§ **Problem statement**: The line containing "[1299, 343]" marks the end: extract everything from the first line of the data through that line, exactly, with no pictures.

§ **Data excerpts**:
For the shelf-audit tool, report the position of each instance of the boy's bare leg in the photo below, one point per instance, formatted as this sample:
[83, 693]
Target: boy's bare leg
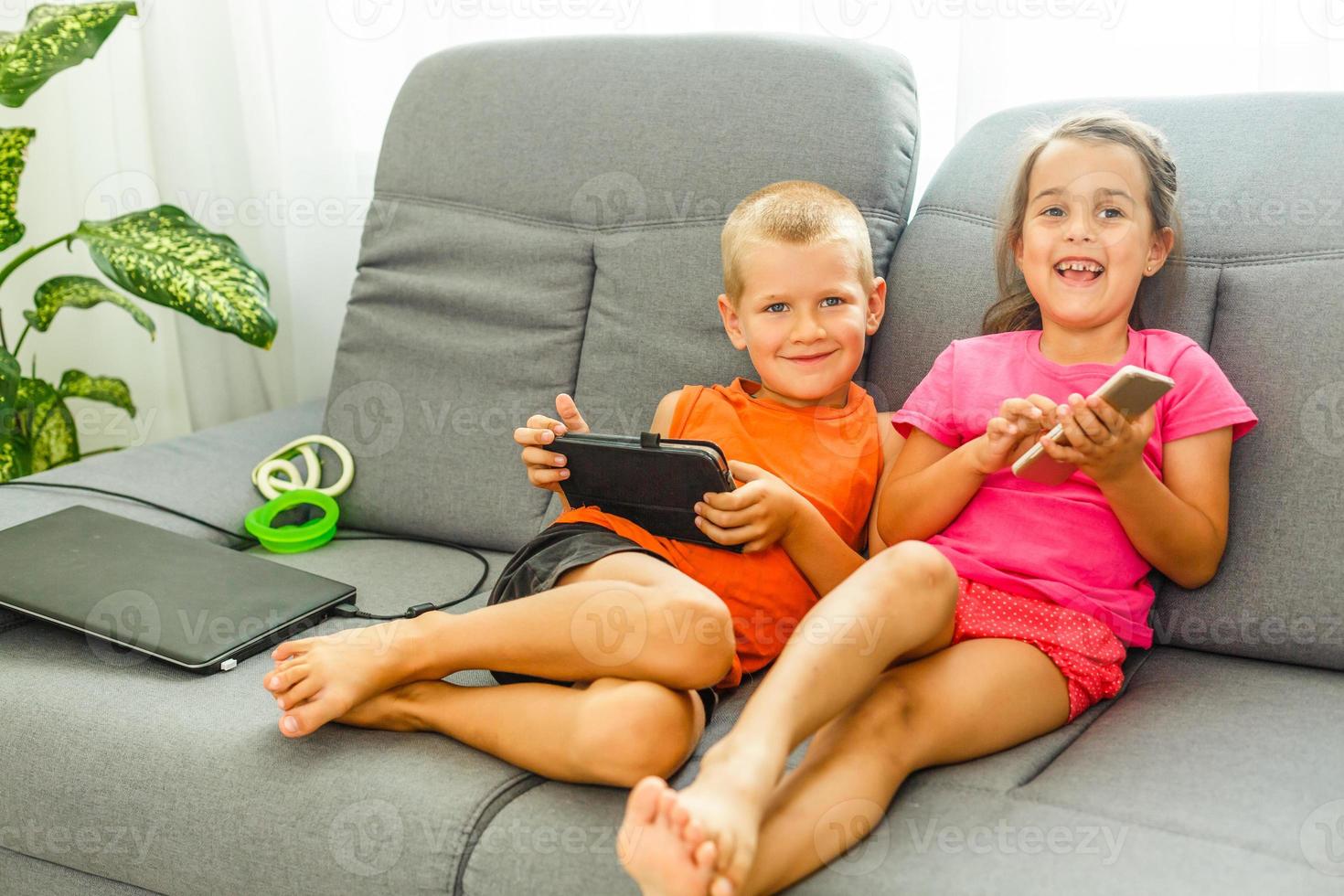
[897, 606]
[625, 615]
[968, 700]
[609, 731]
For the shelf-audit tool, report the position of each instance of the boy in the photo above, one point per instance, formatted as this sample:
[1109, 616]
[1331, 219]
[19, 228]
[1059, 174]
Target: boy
[609, 643]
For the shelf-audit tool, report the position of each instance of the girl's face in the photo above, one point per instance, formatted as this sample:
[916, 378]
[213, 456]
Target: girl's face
[803, 317]
[1087, 237]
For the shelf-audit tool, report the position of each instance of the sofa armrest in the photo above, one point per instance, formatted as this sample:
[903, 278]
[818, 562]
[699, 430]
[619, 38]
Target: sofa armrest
[206, 473]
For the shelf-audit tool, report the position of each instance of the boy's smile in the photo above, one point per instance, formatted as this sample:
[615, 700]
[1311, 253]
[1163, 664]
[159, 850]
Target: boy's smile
[804, 317]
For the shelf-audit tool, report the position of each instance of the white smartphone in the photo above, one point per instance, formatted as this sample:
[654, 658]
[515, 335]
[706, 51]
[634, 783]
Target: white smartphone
[1131, 391]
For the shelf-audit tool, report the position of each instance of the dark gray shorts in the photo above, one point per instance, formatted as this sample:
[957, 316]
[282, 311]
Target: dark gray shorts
[539, 564]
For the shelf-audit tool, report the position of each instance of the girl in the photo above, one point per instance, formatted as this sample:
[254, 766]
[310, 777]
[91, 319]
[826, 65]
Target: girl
[1015, 615]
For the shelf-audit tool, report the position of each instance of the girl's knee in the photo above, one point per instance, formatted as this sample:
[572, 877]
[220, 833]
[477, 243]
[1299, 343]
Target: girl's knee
[629, 730]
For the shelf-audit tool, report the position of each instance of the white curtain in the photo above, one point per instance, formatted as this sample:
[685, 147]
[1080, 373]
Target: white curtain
[262, 119]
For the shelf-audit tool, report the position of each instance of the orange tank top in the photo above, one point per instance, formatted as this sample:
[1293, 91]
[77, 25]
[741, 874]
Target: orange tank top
[831, 455]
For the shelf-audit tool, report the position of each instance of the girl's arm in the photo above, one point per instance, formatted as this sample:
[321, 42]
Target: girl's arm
[933, 483]
[1178, 523]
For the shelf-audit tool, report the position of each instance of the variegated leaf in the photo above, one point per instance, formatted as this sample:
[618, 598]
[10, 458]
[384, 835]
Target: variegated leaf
[48, 421]
[99, 389]
[54, 37]
[78, 292]
[163, 255]
[15, 457]
[14, 149]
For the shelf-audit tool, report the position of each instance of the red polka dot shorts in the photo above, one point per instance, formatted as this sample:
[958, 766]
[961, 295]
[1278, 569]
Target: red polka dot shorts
[1085, 649]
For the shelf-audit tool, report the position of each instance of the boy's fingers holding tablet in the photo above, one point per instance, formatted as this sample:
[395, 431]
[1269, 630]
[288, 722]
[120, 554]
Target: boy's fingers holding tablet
[571, 417]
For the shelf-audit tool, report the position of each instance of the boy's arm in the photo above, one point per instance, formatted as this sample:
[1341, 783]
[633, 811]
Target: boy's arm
[817, 549]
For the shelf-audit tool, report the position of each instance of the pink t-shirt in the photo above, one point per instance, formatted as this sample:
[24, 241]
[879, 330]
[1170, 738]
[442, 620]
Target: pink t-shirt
[1061, 541]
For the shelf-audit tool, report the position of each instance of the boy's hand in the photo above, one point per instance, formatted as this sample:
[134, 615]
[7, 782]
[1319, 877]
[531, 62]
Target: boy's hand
[755, 515]
[545, 469]
[1012, 432]
[1101, 443]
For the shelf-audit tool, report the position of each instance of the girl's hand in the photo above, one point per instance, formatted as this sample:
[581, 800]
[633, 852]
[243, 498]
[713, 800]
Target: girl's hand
[545, 469]
[1014, 432]
[755, 515]
[1101, 443]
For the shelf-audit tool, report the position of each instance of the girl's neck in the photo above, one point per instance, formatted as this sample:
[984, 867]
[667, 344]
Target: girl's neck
[1105, 344]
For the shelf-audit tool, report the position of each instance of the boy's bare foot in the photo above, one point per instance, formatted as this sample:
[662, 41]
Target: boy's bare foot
[317, 680]
[726, 802]
[655, 844]
[394, 709]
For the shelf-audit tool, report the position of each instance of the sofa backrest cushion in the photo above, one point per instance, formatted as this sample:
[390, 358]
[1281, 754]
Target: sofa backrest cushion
[546, 219]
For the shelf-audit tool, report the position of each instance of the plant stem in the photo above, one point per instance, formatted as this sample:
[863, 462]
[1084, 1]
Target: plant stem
[17, 260]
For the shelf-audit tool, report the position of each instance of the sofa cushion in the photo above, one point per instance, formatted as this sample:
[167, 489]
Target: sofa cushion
[546, 219]
[185, 784]
[1264, 255]
[206, 475]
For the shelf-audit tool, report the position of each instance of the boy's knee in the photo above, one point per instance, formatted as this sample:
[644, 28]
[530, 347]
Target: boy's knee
[917, 570]
[697, 629]
[632, 730]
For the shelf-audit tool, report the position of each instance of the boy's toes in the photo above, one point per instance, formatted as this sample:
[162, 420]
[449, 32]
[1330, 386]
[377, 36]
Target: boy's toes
[304, 719]
[302, 690]
[283, 680]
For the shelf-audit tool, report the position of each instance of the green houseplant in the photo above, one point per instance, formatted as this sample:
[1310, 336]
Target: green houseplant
[157, 254]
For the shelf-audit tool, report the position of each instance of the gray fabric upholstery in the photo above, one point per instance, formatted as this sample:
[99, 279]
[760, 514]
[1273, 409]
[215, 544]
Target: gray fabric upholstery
[543, 211]
[565, 238]
[1264, 225]
[208, 475]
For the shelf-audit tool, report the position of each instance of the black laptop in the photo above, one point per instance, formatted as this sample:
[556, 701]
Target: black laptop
[194, 603]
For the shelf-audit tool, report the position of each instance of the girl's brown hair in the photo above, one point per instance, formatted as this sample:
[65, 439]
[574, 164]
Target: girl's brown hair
[1017, 309]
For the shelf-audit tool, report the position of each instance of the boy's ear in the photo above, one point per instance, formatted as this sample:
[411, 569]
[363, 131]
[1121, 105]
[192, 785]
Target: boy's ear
[731, 325]
[877, 305]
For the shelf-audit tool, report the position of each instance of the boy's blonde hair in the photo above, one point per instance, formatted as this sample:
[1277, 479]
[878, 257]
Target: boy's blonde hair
[1017, 309]
[794, 211]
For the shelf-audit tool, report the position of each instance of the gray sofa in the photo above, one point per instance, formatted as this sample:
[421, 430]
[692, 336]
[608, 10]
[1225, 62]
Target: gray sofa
[546, 219]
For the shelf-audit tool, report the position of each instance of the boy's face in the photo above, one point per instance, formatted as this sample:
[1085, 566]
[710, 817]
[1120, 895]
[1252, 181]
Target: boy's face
[803, 318]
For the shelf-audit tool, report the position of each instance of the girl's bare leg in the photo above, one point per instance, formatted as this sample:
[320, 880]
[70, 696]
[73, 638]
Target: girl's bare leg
[609, 731]
[968, 700]
[897, 606]
[625, 615]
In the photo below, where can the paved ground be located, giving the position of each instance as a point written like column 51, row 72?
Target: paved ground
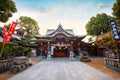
column 61, row 69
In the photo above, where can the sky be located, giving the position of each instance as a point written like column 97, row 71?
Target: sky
column 71, row 14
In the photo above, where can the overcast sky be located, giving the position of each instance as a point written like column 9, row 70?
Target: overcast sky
column 72, row 14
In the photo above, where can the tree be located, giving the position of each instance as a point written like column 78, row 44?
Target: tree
column 7, row 7
column 116, row 11
column 30, row 25
column 98, row 24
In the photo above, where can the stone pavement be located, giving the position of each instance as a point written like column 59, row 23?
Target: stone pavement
column 61, row 69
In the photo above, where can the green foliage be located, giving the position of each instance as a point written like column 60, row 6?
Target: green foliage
column 30, row 24
column 7, row 7
column 99, row 24
column 116, row 11
column 8, row 48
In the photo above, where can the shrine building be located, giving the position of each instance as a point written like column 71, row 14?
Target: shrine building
column 61, row 40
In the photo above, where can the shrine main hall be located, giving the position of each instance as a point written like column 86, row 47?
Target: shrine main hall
column 61, row 41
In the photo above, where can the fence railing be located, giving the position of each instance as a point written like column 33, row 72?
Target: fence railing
column 5, row 65
column 112, row 63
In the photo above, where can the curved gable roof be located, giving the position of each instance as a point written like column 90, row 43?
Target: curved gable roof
column 60, row 30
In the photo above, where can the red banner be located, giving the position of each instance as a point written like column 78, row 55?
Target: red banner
column 10, row 32
column 4, row 34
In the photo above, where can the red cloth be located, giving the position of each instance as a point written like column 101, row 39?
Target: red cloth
column 10, row 32
column 4, row 34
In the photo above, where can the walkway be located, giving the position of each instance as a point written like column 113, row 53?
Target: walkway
column 61, row 69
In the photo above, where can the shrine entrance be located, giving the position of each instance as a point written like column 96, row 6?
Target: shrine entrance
column 61, row 50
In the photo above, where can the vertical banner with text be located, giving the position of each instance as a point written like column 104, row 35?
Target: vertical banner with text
column 114, row 30
column 4, row 34
column 10, row 32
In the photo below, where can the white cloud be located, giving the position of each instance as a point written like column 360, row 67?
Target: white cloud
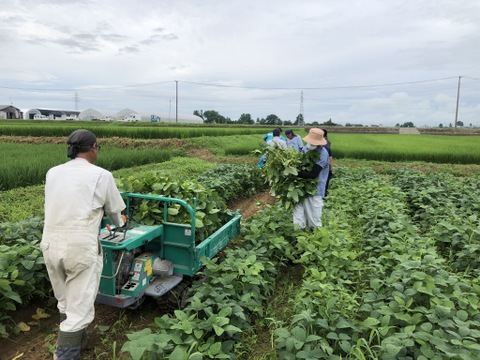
column 261, row 54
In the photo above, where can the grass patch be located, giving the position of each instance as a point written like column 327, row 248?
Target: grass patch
column 278, row 314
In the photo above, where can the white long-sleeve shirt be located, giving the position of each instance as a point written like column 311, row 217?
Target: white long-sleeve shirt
column 77, row 194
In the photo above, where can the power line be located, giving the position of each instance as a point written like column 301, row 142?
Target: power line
column 119, row 87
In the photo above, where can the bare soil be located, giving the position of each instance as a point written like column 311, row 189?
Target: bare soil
column 108, row 330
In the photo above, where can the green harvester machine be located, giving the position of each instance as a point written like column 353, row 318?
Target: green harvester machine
column 151, row 260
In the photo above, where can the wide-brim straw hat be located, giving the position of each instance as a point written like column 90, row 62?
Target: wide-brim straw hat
column 315, row 137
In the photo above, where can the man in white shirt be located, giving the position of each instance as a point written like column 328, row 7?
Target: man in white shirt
column 77, row 195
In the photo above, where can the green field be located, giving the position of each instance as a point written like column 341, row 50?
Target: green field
column 392, row 274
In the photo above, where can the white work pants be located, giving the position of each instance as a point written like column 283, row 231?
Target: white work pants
column 74, row 266
column 308, row 212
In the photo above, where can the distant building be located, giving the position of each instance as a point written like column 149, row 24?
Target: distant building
column 128, row 115
column 10, row 112
column 91, row 114
column 45, row 114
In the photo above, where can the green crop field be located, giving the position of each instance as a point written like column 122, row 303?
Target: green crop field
column 392, row 274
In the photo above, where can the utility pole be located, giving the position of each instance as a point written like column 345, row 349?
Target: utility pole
column 301, row 120
column 169, row 109
column 176, row 100
column 76, row 99
column 458, row 100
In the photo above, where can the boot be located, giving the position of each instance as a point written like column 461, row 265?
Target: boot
column 69, row 345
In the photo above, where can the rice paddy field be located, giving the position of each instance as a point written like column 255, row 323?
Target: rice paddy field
column 392, row 274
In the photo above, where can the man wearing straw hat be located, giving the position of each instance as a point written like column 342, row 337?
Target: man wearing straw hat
column 309, row 212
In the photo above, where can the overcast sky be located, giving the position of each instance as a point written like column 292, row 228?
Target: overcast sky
column 365, row 61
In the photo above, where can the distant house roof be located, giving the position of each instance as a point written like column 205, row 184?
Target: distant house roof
column 91, row 114
column 9, row 108
column 54, row 113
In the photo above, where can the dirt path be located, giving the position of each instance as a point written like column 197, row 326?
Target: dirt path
column 110, row 325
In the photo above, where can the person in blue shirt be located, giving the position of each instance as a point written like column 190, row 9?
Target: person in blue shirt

§ **Answer to this exercise**:
For the shelf-audit tool, report the position of each instance of the boy's bare leg in the photo below, one point per instance, formatted as this sample:
[83, 693]
Target: boy's bare leg
[897, 606]
[625, 615]
[968, 700]
[609, 731]
For the shelf-audit tool, report the position of each instance of the boy in the photo above, one point per instance, formatted as this sample:
[1109, 616]
[1331, 219]
[19, 228]
[1059, 174]
Target: boy
[609, 643]
For the shelf-audit tool, report the position of each instance of the girl's face in the photo above, one point per instance, formatted as this sample:
[916, 378]
[213, 456]
Target: girl's face
[803, 317]
[1087, 237]
For the shelf-audit tool, report the position of each instance of the sofa armrest in the photo above, one point per instance, formatted as this sample:
[903, 278]
[818, 562]
[699, 430]
[619, 38]
Target: sofa armrest
[206, 473]
For the shelf-audit tool, report the position of each instance of the boy's smile in the photo above, one point per instance, formatted as this sample:
[615, 700]
[1311, 253]
[1163, 664]
[159, 850]
Target: boy's smile
[804, 317]
For the shelf-audit tool, report the position of each instance of the white smartphone in the photo above, one point per instance, formatted as this sample:
[654, 658]
[515, 335]
[706, 51]
[634, 783]
Target: white smartphone
[1131, 391]
For the shelf-audit tool, report the position of each instance of the dark gray shorts in the photo above, one point per instance, formatted as this sample:
[957, 316]
[282, 311]
Target: dark gray shorts
[539, 564]
For the shelf-audit tool, report the position of each instance of the girl in the photo above, one point per instance, formatted as this sample:
[254, 766]
[310, 777]
[91, 319]
[826, 65]
Target: girl
[1015, 615]
For the shelf-audit tool, report the position of each instance of the girl's knee in the photo above, one point per instance, formatted as this sample:
[572, 877]
[220, 833]
[477, 243]
[1299, 343]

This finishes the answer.